▶ **THE PROBLEM**: Copy out the stretch of the forum thread on email parsing from "And basically the" through "Any thought?".

What model will fit better for Email Parsing and Data Extraction


Firstly, Apologies if that is not the right section in the forum… (quite new here)

Now, I am working in a new project, well in a new idea to automate a current very manual process:

Lots of emails come in which are manually processed by “a human” to extract data from them which are then copied in a tabulate software (excel) or similar.

I can clearly identify the attributes/fields I want to extract from the text/emails.

I have too the types of “text/emails”

The “problem” is to be able to extract that information accurately.

Email Example:

"Hello my friends.

we have two guys arriving tomorrow 23/01/2024 around 1pm from Madrid, flight ABC123
Another one people leaving on sunday same week around 2am to Instanbul, flight CBA321

Name of the arrving ones: Jose Mateo Feliz y Ana Triste del Carmen.
Name of the leaving Matia Nodoyuna


And basically the output required should be a JSON with a fix and depict attribute list filled (or left empty if not found).

I have been playing with Mistral and Llama, they are ok, a little slow (different Q tested and B), but I believe my scope is quite small so with the right “small” model and some training (I have thousand of emails examples), I could get a much faster and accurate model…

Any thought?

Thanks in advance!

Hi I’m working with a similar use case. Curious to know if you have found a successful solution. I’ve tried Bert Squad but it was sub optimal. Gpt3.5 is the best but I’m looking for an open source option.

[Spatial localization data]
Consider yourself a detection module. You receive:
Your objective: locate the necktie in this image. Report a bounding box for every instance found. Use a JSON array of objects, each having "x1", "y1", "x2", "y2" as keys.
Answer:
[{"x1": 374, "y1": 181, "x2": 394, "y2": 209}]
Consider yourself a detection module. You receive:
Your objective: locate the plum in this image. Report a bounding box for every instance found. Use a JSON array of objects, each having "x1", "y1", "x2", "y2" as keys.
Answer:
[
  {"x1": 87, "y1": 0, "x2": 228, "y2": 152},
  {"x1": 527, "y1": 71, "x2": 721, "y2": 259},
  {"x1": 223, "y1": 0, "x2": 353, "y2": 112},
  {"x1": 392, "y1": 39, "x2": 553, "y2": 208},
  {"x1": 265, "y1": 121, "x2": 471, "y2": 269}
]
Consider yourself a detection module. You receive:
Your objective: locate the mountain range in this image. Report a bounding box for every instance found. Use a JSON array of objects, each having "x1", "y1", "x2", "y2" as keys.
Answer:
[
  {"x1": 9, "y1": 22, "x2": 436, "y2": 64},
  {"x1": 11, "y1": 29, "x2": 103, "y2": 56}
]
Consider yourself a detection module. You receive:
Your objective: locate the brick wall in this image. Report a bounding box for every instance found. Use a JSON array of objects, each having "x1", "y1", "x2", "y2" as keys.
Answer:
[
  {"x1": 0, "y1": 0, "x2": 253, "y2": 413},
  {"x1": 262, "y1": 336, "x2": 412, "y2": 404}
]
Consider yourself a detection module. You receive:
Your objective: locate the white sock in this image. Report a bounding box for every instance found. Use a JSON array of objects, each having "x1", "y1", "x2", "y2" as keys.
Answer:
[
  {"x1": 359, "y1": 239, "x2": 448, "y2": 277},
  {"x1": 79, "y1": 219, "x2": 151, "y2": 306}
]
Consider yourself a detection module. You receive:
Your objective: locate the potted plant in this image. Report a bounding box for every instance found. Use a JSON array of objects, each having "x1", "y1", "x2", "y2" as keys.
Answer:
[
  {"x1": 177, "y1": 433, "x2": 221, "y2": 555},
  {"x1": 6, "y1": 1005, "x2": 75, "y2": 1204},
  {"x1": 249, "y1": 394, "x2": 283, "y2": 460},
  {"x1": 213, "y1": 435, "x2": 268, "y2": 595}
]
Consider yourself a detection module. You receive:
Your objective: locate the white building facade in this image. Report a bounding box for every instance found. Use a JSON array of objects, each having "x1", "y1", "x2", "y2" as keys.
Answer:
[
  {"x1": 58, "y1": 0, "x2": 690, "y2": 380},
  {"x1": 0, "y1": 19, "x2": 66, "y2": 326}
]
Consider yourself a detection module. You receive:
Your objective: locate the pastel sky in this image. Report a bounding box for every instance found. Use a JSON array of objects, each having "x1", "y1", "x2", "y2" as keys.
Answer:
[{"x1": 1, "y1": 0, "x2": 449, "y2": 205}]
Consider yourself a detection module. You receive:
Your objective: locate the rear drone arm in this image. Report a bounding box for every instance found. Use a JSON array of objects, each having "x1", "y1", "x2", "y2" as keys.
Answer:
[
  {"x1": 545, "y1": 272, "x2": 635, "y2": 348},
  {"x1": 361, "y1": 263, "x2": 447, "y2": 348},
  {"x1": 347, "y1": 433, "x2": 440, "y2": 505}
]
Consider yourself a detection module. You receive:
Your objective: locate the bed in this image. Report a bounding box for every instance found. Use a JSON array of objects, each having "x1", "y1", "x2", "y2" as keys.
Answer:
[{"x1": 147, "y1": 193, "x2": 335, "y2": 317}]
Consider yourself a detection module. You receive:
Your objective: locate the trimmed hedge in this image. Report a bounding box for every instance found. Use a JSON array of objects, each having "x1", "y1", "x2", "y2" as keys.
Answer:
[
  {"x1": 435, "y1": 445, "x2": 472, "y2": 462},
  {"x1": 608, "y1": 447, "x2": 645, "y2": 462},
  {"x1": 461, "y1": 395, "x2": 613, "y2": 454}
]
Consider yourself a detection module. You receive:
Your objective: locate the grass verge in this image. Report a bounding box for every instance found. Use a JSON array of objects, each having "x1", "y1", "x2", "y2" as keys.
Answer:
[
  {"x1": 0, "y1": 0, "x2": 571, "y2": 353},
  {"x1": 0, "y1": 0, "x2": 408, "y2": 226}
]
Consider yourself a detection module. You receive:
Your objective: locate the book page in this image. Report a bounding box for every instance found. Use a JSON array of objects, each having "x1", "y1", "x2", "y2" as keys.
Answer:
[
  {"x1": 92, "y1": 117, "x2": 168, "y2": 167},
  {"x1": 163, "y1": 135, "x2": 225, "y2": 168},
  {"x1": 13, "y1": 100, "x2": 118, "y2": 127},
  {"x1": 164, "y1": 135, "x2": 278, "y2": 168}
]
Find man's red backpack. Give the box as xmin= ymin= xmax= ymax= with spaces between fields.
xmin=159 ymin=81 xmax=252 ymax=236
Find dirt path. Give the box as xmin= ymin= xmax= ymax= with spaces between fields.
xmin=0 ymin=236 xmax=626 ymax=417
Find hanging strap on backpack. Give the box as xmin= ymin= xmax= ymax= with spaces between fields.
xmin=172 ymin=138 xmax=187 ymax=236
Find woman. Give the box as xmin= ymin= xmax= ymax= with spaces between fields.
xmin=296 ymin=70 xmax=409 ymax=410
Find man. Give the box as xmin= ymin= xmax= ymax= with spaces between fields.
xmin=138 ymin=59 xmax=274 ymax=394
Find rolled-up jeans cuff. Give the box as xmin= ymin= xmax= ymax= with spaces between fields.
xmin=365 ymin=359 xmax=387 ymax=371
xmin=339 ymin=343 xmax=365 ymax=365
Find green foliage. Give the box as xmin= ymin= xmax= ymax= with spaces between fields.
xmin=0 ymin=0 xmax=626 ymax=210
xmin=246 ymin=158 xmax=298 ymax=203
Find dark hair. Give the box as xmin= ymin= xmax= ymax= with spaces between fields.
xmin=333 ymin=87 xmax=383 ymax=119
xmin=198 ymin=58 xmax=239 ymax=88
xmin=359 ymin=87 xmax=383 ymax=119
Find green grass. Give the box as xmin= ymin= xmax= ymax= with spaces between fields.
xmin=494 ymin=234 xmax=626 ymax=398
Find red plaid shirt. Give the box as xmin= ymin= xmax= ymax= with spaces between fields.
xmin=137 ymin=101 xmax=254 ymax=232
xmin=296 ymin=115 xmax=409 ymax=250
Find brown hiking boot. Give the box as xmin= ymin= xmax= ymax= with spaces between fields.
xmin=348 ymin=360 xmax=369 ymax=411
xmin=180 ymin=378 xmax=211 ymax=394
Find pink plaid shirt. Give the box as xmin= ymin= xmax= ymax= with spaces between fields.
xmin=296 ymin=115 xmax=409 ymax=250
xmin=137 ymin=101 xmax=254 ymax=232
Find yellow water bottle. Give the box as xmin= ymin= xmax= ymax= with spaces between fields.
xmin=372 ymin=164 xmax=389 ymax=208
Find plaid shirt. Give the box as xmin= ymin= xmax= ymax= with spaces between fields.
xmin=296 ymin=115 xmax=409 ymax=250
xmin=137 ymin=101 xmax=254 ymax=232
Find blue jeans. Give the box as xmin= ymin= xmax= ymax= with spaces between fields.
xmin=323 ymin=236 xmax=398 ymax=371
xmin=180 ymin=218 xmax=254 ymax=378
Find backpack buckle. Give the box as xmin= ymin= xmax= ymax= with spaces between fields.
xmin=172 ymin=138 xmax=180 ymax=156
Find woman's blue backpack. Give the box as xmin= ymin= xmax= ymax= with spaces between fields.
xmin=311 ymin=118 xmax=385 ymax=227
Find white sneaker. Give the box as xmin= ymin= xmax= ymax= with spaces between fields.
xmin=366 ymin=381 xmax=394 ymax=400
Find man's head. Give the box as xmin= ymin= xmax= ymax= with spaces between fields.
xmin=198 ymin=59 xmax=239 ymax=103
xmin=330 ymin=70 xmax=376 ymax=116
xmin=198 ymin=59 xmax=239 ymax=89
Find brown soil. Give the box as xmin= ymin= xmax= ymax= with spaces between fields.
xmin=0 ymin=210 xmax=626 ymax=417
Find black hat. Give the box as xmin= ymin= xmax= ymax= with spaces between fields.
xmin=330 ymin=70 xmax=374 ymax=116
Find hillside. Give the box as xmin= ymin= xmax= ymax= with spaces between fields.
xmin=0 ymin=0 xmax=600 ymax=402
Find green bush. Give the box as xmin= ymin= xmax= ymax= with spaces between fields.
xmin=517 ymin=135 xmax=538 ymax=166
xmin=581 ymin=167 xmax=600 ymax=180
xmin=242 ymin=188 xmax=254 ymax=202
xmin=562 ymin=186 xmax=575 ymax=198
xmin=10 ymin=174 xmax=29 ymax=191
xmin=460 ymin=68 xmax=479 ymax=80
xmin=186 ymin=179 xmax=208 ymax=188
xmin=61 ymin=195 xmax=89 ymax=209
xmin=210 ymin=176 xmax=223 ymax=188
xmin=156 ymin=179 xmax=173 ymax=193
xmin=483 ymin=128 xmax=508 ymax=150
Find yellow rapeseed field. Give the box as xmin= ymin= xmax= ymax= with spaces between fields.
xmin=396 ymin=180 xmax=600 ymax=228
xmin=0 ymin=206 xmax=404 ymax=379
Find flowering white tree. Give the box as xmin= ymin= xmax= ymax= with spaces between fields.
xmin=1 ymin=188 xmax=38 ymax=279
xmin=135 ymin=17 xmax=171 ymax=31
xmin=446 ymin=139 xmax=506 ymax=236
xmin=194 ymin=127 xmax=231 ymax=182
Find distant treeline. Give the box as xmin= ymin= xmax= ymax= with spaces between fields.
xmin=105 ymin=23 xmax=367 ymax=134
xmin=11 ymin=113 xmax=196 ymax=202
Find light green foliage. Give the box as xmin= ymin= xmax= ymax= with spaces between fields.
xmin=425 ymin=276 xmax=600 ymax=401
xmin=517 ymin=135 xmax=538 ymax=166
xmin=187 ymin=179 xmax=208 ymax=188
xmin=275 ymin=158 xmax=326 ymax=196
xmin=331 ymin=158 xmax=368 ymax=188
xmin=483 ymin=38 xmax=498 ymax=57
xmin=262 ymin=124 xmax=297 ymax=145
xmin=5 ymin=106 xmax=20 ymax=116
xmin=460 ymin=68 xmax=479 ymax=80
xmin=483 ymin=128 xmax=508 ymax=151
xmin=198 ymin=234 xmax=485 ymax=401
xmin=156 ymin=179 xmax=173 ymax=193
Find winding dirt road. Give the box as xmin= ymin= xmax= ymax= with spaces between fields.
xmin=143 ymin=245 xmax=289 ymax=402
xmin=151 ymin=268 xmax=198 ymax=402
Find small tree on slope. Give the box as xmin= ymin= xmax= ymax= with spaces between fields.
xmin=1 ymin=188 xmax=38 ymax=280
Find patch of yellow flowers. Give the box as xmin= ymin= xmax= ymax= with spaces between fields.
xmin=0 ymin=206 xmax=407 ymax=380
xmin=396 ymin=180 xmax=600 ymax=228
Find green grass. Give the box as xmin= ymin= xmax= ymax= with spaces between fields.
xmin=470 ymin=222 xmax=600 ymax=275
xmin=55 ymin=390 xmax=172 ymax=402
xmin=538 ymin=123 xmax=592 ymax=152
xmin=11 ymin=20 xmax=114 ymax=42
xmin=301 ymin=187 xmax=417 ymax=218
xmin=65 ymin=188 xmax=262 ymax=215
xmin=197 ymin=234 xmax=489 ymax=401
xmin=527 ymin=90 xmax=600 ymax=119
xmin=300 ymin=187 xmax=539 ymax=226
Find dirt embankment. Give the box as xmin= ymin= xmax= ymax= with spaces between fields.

▶ **EXERCISE RESPONSE**:
And basically the output required should be a JSON with a fix and depict attribute list filled (or left empty if not found).

I have been playing with Mistral and Llama, they are ok, a little slow (different Q tested and B), but I believe my scope is quite small so with the right “small” model and some training (I have thousand of emails examples), I could get a much faster and accurate model…

Any thought?